◆ MATERIALS PROVIDED:
□ □ □

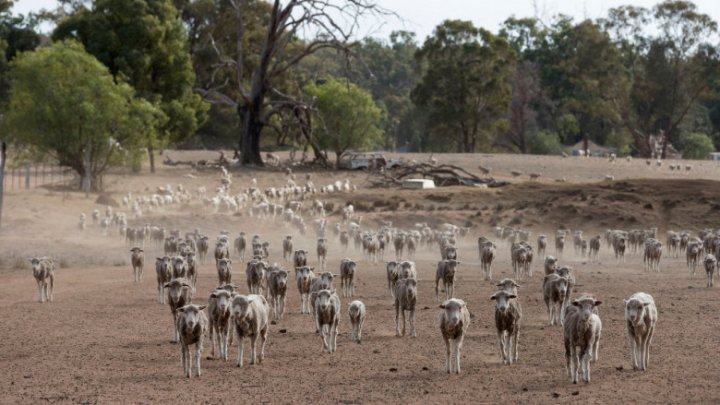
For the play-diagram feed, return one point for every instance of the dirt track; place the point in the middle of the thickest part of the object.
(106, 340)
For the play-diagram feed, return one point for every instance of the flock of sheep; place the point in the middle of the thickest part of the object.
(229, 315)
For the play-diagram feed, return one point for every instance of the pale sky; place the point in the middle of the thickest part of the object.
(421, 16)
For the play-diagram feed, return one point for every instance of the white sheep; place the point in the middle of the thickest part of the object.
(251, 315)
(640, 316)
(356, 313)
(454, 321)
(507, 322)
(192, 325)
(44, 273)
(405, 300)
(138, 262)
(327, 316)
(582, 329)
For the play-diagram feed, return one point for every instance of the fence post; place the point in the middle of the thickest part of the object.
(27, 176)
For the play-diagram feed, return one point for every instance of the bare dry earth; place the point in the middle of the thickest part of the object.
(106, 340)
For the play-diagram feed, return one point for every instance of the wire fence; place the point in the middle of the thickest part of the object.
(36, 175)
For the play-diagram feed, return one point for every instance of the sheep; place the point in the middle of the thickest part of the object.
(542, 245)
(487, 254)
(446, 270)
(405, 300)
(327, 318)
(221, 251)
(277, 286)
(250, 314)
(407, 270)
(304, 277)
(559, 244)
(582, 328)
(652, 254)
(287, 247)
(619, 248)
(219, 312)
(641, 316)
(347, 277)
(454, 320)
(300, 258)
(240, 245)
(179, 267)
(138, 262)
(550, 265)
(594, 252)
(191, 324)
(356, 313)
(322, 252)
(392, 269)
(178, 296)
(44, 272)
(163, 269)
(554, 292)
(224, 269)
(507, 322)
(710, 263)
(694, 249)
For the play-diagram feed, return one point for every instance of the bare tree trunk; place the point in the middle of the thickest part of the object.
(3, 156)
(151, 155)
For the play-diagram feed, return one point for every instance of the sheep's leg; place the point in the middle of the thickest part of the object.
(413, 331)
(648, 340)
(447, 354)
(198, 354)
(240, 351)
(501, 338)
(397, 320)
(263, 340)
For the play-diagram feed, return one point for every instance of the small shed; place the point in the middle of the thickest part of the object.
(418, 183)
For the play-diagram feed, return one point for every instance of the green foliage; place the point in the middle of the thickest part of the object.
(544, 143)
(143, 43)
(466, 85)
(696, 146)
(349, 118)
(77, 111)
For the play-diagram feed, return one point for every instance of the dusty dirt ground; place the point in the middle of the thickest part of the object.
(106, 340)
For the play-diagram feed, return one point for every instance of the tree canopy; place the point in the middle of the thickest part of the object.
(77, 113)
(348, 117)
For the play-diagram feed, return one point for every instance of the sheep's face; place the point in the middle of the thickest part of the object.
(561, 287)
(176, 289)
(241, 307)
(300, 258)
(191, 313)
(586, 306)
(326, 280)
(323, 299)
(635, 311)
(302, 274)
(453, 309)
(281, 278)
(224, 265)
(451, 267)
(502, 300)
(354, 310)
(222, 299)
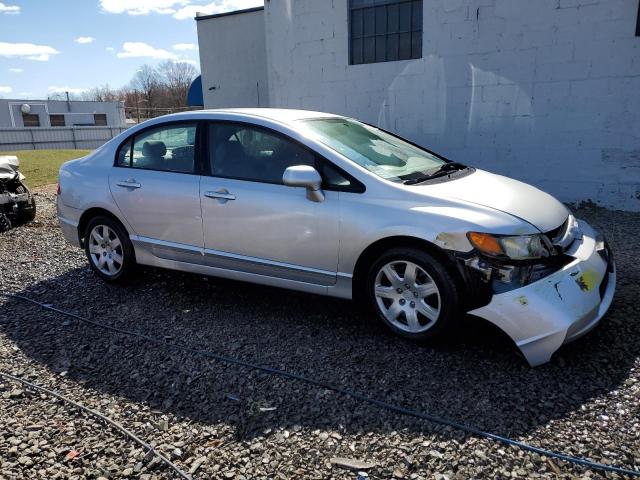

□ □ □

Give the listing again word for word. Skip every image.

◆ TASK SOLUTION:
For the play-diagram feed, return one point for every instance of the dirt track; place the point in the middle of the thickest part of the object.
(106, 340)
For the play-diagram feed, return one point for every instance of the flock of sheep; place the point in the middle of the thickest part of the object.
(229, 315)
For the play-diagram feed, return one point for every instance of the pale sky; place the point in the middle of the thickest part of the object.
(421, 16)
For the play-diagram feed, return one point for every instance of the white sheep; place the point in the middle of the thickest part of the object.
(251, 315)
(640, 316)
(356, 313)
(454, 321)
(507, 322)
(192, 325)
(44, 273)
(405, 300)
(138, 262)
(327, 316)
(582, 329)
For the play-diagram feed, return one point for every instance of the fence post; place the point in the middle of the thickest part of the object.
(27, 176)
For the play-diagram feed, return one point for every instance of the bare dry earth; place the point in the middle of the thickest part of the object.
(106, 340)
For the play-diagram feed, return one point for every instance of the wire fence; place the point in the middle of the thickest part of the object.
(36, 175)
For the play-diagram feed, return one point for every instance of the sheep; place the point in the middle of the thickest part of the object.
(542, 245)
(487, 254)
(446, 270)
(405, 300)
(327, 318)
(221, 251)
(277, 286)
(250, 314)
(407, 270)
(304, 277)
(559, 244)
(582, 328)
(652, 254)
(287, 247)
(619, 248)
(219, 312)
(641, 316)
(347, 277)
(454, 320)
(300, 258)
(240, 245)
(179, 267)
(138, 262)
(550, 265)
(594, 252)
(191, 324)
(356, 313)
(322, 252)
(392, 269)
(178, 296)
(44, 272)
(163, 269)
(554, 292)
(224, 269)
(507, 322)
(710, 263)
(694, 249)
For the play-diagram feed, return one point for every instance of the bare tree trunk; place the point in the middle of the thickest part of the object.
(3, 156)
(151, 155)
For the play-diagram feed, return one point for every instance of the sheep's leg; place the point in the middle of the thickest part of the object.
(413, 331)
(648, 340)
(447, 354)
(198, 354)
(240, 351)
(501, 338)
(397, 320)
(263, 340)
For the play-diagram feed, return one point for every instance of the small shed; place the point in the middle of the thickest part of the object.
(418, 183)
For the play-diagram feed, return one point for every instance of the green foliage; place the point in the middle of the thickest part of the object.
(544, 143)
(143, 43)
(466, 85)
(696, 146)
(349, 118)
(77, 111)
For the play-diagram feed, return one point for every instance of the dusty dirt ground; place the point in the middle of the thickest part of the object.
(106, 340)
For the play-diagram feed, return one point for every instance of the tree canopy; place the point in the middle of the thickest part of the object.
(77, 113)
(348, 117)
For the play-diagram feed, return one point for every instance of the sheep's face; place the point in the middle of the thickest part of the object.
(561, 287)
(176, 289)
(241, 307)
(300, 258)
(191, 313)
(586, 306)
(326, 280)
(323, 299)
(635, 311)
(302, 274)
(453, 309)
(281, 278)
(224, 265)
(451, 267)
(502, 300)
(354, 310)
(222, 299)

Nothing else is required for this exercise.